Given task ▸ Format every line of the listing below as a JSON list of strings, one string per line, skipping blank lines. Leave the pictures out.

Part of a data file:
▬▬▬

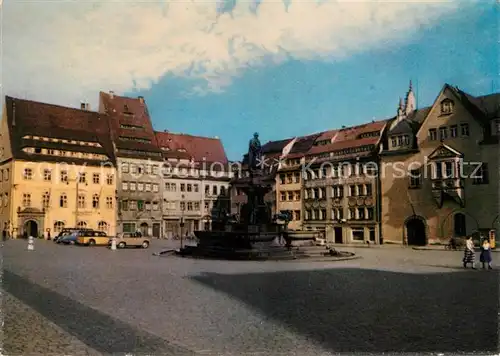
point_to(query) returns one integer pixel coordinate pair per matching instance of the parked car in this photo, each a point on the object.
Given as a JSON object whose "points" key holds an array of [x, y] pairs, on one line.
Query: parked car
{"points": [[130, 240], [68, 231], [68, 238], [92, 238]]}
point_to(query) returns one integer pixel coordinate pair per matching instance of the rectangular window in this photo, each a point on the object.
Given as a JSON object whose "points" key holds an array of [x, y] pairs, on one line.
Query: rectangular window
{"points": [[443, 133], [432, 134], [82, 177], [415, 178], [481, 176], [464, 130], [453, 131], [28, 174], [358, 234], [26, 200], [47, 175]]}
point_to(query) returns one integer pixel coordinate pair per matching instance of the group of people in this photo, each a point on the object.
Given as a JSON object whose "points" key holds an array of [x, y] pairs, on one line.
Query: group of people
{"points": [[470, 253]]}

▬▬▬

Task answer ▸
[
  "point_to(query) returns one integer pixel coordinate pair per matching instance of the parked car in this photo, each a point on the object.",
  "Given as a JSON object whose \"points\" key holds an array of [x, y] pairs, on one line.",
  "Query: parked car",
  "{\"points\": [[130, 240], [68, 231], [68, 238], [92, 238]]}",
  "point_to(query) returns one integer pixel coordinate pair per matching instance of the rectangular window in this photo, each a point on the object.",
  "Given as a JSON object whose \"points\" key holds an array of [x, y] pairs, on one line.",
  "Query: rectangular window",
  "{\"points\": [[443, 133], [432, 134], [82, 177], [415, 178], [481, 176], [464, 130], [453, 131], [28, 174], [358, 234], [26, 200], [47, 175]]}",
  "point_to(query) returns one integer pixel coordinate pair per matching instance of the group of people in this photo, each a point on the object.",
  "Given as a JSON object whose \"points\" key holds an array of [x, y] pairs, on one line.",
  "Query: group of people",
  "{\"points\": [[470, 253]]}"
]